▶ TEXT SEGMENT:

>>

Wasi-wari (Vasi-vari, Wasi-weri) is the language of the Wasi people, spoken in a few villages in the Pârun Valley (Prasun Valley) in Afghanistan. It also goes by the name Prasun or Paruni.

Vasi-vari belongs to the Indo-European language family, and is on the Nuristani group of the Indo-Iranian branch. Vasi-vari is the most isolated of the Nuristani languages.

As far as is known, its speakers are 100% Muslim. Literacy rates are low: below 1% for people who have it as a first language, and between 15% and 25% for people who have it as a second language.

Demographics
Wasi-wari is a language spoken by the Vâs’i people who are located in the Pârun Valley, known as Vâs’i gul, at the beginning of the Pech River Basin in the Nurestân Province of Northeastern Afghanistan.  The Vâs’i refer to the language as Vâs’i-vari or Vâs’i-vare, but it is also known as Prasuni, Paruni, Parun, Vasi-vari, Prasun, Veron, Verou, Veruni, Wasi-veri, Wasi-weri, Wasin-veri, Vasi Vari, and Pārūnī.  The population of Vâs’i gul is between 3000-6000, and there are approximately 8000 native speakers, which makes it a vulnerable language.

<<

▶ TASK STATEMENT:
Pick up the passage on the Wasi-wari language after its final sentence and continue it in the same manner. The lines that come next are separate material and do not belong to the passage on the Wasi-wari language.

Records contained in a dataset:
>>

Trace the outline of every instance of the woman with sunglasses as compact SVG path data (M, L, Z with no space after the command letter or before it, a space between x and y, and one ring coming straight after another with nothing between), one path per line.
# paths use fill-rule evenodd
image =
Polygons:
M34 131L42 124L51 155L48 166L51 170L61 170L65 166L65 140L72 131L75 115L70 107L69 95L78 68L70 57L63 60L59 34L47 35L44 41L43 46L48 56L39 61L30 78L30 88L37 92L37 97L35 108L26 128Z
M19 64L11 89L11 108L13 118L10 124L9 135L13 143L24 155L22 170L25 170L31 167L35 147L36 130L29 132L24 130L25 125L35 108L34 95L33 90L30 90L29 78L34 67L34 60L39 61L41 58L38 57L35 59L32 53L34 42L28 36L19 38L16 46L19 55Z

<<

▶ ANSWER TO THIS TASK:
Dialects
Wasi-wari is broken up into three dialects that are spoken in six villages.  The upper dialect, Ṣup'u-vari, is spoken in the northernmost village, Ṣup'u.  The central dialect, üšʹüt-üćʹü-zumʹu-vari, is spoken in the middle four villages, S’eć, Üć’ü, Üšʹüt, and Zum’u.  The Lower dialect, Uṣ'üt-var’e, is spoken in Uṣ'üt, the lowest village.

Classification
Wasi-wari is part of the Nuristani branch of the Indo-Iranian languages, which has both Iranian and Indo-Aryan influences.  Nuristani languages were formerly considered to be Dardic languages, however, they are dissimilar enough from the other Dardic languages to constitute their own branch of the Indo-Iranian language tree.  There was also previously confusion on whether Wasi-wari and Prasun were the same or separate languages, but it was determined that both names referred to the same language.  Although it is substantially different from the other Nuristâni languages, Wasi-wari forms the northern cluster of Nuristâni languages with Kâmk’ata-Mumkst’a-vari, so they share some similarities.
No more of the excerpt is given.